***** Rows *****

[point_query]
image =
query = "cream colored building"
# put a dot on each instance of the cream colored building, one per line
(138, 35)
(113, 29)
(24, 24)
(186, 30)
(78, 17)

*****

Problem details
Recast the lines above as a Markdown table with two columns, Row and Line, numbering each row in sequence and omitting any blank lines.

Exercise solution
| Row | Line |
|---|---|
| 1 | [point_query] |
| 2 | image = |
| 3 | query = "cream colored building" |
| 4 | # put a dot on each instance of the cream colored building, one per line |
| 5 | (138, 35) |
| 6 | (113, 29) |
| 7 | (24, 24) |
| 8 | (186, 30) |
| 9 | (78, 17) |